GIVEN EXERCISE: Repeat exactly, and only, the lines from the line containing "Please drop a marker on the traffic light housing" through the last line of the records below, including both.

RECORDS:
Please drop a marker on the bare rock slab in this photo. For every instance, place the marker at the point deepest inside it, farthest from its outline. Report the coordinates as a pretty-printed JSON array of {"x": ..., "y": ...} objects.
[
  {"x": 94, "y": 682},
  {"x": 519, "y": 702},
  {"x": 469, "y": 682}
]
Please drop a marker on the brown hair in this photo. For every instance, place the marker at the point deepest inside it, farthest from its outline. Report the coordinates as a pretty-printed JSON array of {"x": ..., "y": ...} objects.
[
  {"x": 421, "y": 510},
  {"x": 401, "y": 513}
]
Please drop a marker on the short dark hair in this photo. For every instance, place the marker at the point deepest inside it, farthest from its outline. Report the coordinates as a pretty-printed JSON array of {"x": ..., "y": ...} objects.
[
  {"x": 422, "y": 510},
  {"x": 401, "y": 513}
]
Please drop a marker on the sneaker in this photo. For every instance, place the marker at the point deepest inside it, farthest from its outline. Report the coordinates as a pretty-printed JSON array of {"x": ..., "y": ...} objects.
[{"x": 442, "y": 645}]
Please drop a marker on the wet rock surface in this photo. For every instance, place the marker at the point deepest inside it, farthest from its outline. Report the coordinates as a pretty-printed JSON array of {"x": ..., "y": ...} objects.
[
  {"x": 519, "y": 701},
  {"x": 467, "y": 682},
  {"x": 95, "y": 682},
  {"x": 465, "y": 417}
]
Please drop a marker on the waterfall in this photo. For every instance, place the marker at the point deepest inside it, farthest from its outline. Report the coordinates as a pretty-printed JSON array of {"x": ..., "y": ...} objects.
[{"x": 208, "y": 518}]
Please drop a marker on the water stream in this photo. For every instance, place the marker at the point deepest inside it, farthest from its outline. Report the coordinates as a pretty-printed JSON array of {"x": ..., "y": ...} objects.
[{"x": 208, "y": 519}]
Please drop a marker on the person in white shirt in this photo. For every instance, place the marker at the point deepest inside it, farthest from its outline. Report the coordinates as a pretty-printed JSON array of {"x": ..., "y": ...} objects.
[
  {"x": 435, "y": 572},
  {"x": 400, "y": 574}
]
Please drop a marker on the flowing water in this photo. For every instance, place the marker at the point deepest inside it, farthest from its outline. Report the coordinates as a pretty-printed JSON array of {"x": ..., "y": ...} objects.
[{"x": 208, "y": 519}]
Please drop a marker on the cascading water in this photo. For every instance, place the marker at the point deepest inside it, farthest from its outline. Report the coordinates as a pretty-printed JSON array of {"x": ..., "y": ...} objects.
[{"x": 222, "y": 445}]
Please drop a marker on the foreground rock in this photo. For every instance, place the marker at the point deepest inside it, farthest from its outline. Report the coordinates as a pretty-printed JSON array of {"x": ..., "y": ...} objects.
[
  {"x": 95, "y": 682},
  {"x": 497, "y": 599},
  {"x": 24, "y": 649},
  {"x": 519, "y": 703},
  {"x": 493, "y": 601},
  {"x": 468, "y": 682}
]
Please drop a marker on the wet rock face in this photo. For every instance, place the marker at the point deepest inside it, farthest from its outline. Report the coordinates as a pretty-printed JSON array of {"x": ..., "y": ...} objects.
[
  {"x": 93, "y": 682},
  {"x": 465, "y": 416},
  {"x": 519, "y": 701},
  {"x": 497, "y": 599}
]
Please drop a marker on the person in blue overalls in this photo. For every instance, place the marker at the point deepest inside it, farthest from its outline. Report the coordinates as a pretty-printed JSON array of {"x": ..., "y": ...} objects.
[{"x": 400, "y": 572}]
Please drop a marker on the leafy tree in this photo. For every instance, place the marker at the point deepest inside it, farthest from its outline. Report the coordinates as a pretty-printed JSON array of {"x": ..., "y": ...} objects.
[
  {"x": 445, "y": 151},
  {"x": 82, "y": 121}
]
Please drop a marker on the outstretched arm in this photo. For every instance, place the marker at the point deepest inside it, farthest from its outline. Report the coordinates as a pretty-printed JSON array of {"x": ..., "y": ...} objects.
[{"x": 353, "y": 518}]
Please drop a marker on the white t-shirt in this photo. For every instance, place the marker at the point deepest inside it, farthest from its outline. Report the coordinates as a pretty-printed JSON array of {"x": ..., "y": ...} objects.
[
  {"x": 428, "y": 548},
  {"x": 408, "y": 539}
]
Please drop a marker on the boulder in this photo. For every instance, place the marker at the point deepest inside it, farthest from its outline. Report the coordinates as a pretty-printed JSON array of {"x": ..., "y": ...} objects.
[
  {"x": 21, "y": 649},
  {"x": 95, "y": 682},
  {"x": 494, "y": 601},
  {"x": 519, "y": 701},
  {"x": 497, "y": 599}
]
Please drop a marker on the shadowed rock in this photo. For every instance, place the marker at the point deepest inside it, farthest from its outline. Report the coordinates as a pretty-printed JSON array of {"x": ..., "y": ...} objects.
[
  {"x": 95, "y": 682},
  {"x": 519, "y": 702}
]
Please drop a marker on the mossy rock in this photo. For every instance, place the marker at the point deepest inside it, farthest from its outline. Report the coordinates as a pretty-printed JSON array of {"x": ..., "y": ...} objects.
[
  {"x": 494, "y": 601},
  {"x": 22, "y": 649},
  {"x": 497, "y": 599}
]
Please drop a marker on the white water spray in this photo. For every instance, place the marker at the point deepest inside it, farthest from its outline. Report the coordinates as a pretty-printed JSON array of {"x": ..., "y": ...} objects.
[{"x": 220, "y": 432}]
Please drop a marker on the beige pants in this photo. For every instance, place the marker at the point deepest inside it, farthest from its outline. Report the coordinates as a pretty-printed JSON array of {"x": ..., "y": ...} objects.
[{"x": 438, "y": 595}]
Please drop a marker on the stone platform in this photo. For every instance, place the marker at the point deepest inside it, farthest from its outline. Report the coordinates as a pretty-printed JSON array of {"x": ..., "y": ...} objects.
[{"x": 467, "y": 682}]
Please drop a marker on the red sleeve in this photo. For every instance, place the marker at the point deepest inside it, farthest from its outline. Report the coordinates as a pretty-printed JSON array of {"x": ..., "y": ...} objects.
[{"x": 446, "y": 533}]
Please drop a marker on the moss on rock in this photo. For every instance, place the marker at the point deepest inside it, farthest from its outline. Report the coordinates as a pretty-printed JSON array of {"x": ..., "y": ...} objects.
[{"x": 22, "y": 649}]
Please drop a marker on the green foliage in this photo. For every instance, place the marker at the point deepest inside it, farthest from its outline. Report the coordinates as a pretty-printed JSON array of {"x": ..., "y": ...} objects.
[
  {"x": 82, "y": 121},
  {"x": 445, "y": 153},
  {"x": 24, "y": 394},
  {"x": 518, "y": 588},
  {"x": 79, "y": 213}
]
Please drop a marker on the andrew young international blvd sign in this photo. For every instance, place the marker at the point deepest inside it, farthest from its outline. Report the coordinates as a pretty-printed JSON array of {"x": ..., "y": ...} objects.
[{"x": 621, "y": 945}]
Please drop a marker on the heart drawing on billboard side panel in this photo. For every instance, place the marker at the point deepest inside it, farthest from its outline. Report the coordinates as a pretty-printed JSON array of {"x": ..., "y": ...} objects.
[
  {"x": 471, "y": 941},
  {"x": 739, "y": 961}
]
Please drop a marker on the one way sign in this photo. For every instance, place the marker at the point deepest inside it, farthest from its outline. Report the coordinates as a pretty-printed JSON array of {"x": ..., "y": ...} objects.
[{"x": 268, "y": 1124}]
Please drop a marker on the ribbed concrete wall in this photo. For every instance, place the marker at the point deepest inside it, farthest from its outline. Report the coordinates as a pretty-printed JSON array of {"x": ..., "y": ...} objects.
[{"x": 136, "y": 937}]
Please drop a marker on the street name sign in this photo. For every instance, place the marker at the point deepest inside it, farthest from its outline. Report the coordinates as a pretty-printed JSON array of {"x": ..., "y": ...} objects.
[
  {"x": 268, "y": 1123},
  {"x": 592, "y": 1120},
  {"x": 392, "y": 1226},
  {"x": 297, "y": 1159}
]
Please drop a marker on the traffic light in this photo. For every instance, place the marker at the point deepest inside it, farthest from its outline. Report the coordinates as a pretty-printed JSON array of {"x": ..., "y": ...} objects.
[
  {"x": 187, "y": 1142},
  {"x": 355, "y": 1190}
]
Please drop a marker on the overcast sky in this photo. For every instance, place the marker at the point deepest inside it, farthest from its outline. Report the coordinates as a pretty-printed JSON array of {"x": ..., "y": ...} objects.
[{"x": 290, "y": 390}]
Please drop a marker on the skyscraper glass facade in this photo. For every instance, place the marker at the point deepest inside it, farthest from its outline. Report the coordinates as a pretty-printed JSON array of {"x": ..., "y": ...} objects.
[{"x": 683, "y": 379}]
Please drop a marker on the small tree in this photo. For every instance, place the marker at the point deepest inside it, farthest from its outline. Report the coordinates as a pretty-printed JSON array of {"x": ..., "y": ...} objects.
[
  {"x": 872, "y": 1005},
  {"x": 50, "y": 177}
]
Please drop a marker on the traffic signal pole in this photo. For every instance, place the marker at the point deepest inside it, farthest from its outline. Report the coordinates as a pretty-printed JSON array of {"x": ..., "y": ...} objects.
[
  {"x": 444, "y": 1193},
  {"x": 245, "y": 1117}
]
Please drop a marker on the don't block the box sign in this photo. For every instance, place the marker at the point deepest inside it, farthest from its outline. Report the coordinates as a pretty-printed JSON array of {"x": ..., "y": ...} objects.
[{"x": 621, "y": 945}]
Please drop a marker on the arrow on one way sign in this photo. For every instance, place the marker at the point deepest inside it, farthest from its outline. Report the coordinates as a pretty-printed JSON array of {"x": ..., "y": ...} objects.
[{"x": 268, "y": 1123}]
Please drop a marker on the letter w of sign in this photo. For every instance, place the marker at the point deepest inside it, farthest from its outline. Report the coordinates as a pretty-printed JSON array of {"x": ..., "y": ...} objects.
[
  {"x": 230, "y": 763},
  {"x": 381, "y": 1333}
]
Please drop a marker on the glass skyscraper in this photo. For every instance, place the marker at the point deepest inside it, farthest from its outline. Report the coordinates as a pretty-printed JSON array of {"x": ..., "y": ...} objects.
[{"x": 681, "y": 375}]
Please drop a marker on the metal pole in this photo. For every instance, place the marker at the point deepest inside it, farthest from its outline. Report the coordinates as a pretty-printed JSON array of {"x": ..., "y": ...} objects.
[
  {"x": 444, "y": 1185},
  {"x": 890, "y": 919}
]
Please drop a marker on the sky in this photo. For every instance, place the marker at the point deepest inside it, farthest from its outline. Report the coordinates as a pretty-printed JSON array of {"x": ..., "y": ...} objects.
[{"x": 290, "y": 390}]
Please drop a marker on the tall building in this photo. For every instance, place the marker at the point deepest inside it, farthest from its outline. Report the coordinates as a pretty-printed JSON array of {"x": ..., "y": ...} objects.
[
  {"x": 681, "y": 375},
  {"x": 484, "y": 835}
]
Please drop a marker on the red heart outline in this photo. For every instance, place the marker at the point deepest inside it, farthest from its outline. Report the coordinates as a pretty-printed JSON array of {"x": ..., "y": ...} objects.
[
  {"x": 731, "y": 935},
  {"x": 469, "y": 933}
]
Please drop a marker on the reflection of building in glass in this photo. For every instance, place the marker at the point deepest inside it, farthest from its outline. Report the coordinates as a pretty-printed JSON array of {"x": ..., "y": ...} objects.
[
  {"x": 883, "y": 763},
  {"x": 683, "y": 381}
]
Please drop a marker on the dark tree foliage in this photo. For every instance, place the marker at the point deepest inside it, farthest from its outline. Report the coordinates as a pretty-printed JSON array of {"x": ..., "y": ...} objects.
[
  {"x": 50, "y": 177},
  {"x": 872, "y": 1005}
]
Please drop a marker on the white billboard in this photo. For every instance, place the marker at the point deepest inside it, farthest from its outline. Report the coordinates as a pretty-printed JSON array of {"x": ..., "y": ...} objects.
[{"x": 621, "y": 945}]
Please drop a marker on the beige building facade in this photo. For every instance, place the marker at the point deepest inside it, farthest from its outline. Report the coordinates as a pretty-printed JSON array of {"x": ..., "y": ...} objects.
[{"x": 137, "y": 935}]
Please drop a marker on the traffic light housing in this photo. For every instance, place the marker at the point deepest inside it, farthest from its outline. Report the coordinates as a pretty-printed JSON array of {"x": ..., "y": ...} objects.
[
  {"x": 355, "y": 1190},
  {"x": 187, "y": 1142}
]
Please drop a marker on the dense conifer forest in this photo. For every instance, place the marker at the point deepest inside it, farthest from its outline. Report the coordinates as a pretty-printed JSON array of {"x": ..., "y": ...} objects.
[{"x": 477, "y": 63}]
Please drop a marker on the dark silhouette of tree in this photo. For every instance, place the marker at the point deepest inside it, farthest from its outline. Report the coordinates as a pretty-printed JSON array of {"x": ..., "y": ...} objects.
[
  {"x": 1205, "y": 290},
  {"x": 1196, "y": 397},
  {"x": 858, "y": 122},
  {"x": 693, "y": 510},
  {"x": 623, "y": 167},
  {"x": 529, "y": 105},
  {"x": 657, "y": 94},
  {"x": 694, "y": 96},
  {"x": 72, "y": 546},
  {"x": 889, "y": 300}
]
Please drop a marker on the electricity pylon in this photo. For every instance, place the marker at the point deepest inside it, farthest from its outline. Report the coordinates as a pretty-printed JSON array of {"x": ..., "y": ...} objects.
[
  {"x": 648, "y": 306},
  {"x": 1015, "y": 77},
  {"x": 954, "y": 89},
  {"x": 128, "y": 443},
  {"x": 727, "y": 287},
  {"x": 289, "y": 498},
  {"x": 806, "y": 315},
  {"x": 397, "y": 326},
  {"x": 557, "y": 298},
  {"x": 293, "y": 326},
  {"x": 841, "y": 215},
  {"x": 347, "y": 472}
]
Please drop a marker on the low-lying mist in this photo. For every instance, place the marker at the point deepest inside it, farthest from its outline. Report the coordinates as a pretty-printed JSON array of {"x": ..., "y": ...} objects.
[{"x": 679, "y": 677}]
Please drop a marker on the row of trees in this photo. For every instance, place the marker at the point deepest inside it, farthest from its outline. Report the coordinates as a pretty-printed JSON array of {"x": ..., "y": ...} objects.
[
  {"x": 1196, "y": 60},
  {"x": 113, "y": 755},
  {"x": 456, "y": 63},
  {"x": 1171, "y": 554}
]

CORRECT OUTPUT:
Please drop a marker on the traffic light housing in this photo. For every instance, place the marker at the point deepest inside it, farthest from its outline. Report the coordinates as a pretty-printed JSON array of {"x": ..., "y": ...} objects.
[
  {"x": 355, "y": 1190},
  {"x": 187, "y": 1142}
]
Please drop a marker on the dense conifer forest in this photo. For every instance, place the marker at the point deepest inside it, farthest from its outline. Report the coordinates as a pretty-printed JSON array of {"x": ..., "y": ...} objects.
[{"x": 477, "y": 63}]
Please drop a marker on the dark silhouette of tree in this photo. For every instance, place the marker at the point deepest inside it, farthest from its outline. Report the coordinates as a pretty-printed JSON array of {"x": ..., "y": ...} objects.
[
  {"x": 1205, "y": 290},
  {"x": 1196, "y": 397},
  {"x": 858, "y": 122},
  {"x": 693, "y": 510},
  {"x": 623, "y": 167},
  {"x": 529, "y": 105},
  {"x": 657, "y": 94},
  {"x": 694, "y": 96},
  {"x": 72, "y": 546},
  {"x": 889, "y": 300}
]
Please drop a marker on the electricity pylon in this photo. For every instance, place the marker at the point deepest inside it, farthest from its outline. Report the coordinates as a pretty-printed JSON array of {"x": ..., "y": ...} objects.
[
  {"x": 648, "y": 306},
  {"x": 1015, "y": 77},
  {"x": 954, "y": 89},
  {"x": 128, "y": 443},
  {"x": 727, "y": 287},
  {"x": 289, "y": 498},
  {"x": 806, "y": 315},
  {"x": 397, "y": 326},
  {"x": 557, "y": 298},
  {"x": 293, "y": 326},
  {"x": 841, "y": 215},
  {"x": 347, "y": 472}
]
Please drop a marker on the low-lying mist in this photo. For every instance, place the marker at the point deepest inside it, farthest from its outline. Report the coordinates as a pretty-printed JSON array of {"x": ..., "y": ...} objects.
[{"x": 679, "y": 677}]
Please drop a marker on the row of trees in this photo. For every instance, place the marker at the point deepest inside it, farthest from its outline. Report the coordinates as a pretty-printed JSON array of {"x": ..., "y": ...} objects.
[
  {"x": 1196, "y": 60},
  {"x": 113, "y": 755},
  {"x": 456, "y": 63},
  {"x": 1171, "y": 554}
]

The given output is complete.